Stored items:
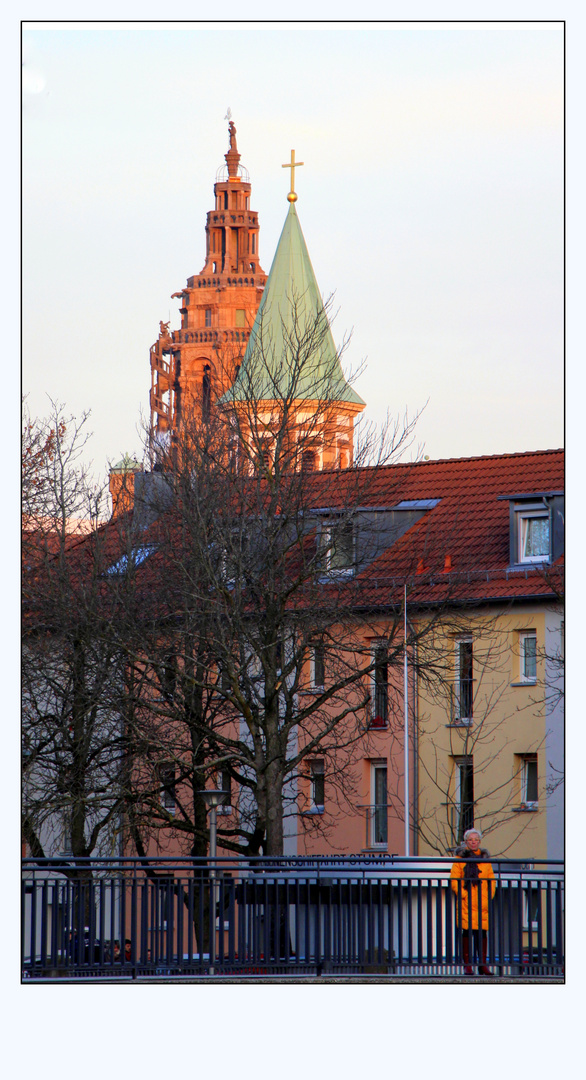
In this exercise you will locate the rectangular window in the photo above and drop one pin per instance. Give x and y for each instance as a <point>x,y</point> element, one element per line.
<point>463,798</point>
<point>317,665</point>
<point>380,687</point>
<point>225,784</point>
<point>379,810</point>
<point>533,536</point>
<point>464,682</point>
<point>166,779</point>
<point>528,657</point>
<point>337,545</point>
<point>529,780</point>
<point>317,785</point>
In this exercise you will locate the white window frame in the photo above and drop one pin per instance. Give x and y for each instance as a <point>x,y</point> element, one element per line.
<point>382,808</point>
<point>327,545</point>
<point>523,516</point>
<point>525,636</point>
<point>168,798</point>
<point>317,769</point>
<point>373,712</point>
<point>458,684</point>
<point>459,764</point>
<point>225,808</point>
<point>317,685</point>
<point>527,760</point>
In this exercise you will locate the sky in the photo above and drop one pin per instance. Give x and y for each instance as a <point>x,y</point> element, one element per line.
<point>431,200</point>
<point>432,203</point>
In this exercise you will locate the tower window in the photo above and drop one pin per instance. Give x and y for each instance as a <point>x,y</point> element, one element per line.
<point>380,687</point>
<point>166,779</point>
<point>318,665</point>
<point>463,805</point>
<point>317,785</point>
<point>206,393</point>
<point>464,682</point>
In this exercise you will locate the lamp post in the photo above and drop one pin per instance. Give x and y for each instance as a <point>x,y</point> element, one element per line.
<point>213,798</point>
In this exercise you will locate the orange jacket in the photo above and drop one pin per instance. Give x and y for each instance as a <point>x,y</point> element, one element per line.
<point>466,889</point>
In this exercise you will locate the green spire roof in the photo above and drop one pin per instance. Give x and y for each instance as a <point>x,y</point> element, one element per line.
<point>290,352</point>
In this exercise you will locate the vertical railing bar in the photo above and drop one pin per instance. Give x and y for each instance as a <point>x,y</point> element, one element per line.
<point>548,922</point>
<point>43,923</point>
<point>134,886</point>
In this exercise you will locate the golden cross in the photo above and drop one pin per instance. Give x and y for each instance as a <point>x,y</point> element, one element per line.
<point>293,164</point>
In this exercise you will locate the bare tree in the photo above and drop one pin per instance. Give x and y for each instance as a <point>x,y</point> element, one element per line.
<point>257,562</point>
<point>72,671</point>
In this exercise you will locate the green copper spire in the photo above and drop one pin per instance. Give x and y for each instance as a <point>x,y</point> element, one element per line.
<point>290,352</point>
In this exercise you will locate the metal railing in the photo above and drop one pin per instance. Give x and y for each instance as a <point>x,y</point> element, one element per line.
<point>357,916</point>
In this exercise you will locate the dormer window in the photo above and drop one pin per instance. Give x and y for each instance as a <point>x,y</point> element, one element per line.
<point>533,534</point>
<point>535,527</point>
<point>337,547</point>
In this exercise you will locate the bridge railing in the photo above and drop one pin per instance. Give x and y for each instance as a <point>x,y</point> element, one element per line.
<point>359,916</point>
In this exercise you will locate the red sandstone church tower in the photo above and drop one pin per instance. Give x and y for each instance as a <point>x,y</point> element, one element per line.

Activity:
From the first line to the last, repeat the records above exactly, leaving out the pictures.

Solution to the problem:
In this exercise you will locate the rectangular window in the photo above and drop one pin per instance. Give x and y for each instance as a <point>x,y</point> element, one element per line.
<point>463,798</point>
<point>317,665</point>
<point>380,687</point>
<point>225,784</point>
<point>379,810</point>
<point>533,536</point>
<point>464,682</point>
<point>166,779</point>
<point>528,657</point>
<point>337,545</point>
<point>529,780</point>
<point>317,785</point>
In this exercise you will locate the white window frame in the photo above and drop one pin per instance. Give x and y for each instance as a <point>x,y</point> element, one element per line.
<point>382,808</point>
<point>327,545</point>
<point>523,516</point>
<point>525,636</point>
<point>168,798</point>
<point>317,769</point>
<point>373,712</point>
<point>458,684</point>
<point>459,764</point>
<point>225,808</point>
<point>317,685</point>
<point>527,760</point>
In this exercise you will locate the sky in the photo above and drop one pin per instance. Give x and y for each instance as a <point>x,y</point> element, one element per line.
<point>431,200</point>
<point>432,203</point>
In this exercise you will locate the tower window in the photo above and drop one pin per instance. Give x and y for each instance as a <point>x,y</point> element, one element per line.
<point>380,687</point>
<point>166,779</point>
<point>318,665</point>
<point>463,805</point>
<point>317,785</point>
<point>206,393</point>
<point>464,682</point>
In this exercise you will locate the lamp post in the photo above and drop one pin per instance. Give x and y for each instance as a <point>x,y</point> element, one element per line.
<point>213,798</point>
In this exercise you will locate the orange jacket in the photo above and drop one pin per instance. Give x and y for each instance as a <point>x,y</point> element, one element per line.
<point>466,889</point>
In this exercise you will locate the green spire roof in the photo above and drop one pin per instance. Give x and y for each instance as a <point>x,y</point> element, one element per line.
<point>290,352</point>
In this exercise you will locate the vertical railing bar in the photo above and drop one pin per instance. Give x and y for each instance as a <point>x,y</point> element, one element per line.
<point>548,922</point>
<point>43,923</point>
<point>134,886</point>
In this exercise you will locate the golden cross in the photo above and drop one pin per instance. Give x and y for each instance as a <point>x,y</point> element, one element per line.
<point>293,164</point>
In this exercise you will locate the bare tree in the photo above and drop one pin per instance. Give x and y for each instance as a <point>x,y</point> element, one element per line.
<point>257,562</point>
<point>72,671</point>
In this exercise you will locate the green copper spire in the photo above and drop one pin per instance. Give x and y for each instance as a <point>x,y</point> element, one element per line.
<point>290,352</point>
In this exercise you will locate the metal railing in the photo above and drop one pin per instance. Give x and y for each instance as a <point>x,y</point> element, one element per line.
<point>357,916</point>
In this exercise you will locate the dormer window in the photo above and drop one pin per instance. Give x and y for each instance as a <point>x,y</point> element, one element per line.
<point>533,534</point>
<point>535,527</point>
<point>337,547</point>
In this exercise you will locate the bridge railing in the photo above and drop one pin per instance. Give x and y for each instance as a <point>x,y</point> element, one element per line.
<point>359,916</point>
In this exercise you will locate the red sandstone church tower in the photo above and drop one pin per instance. Give x and y for each instance as a <point>x,y</point> element, one element per line.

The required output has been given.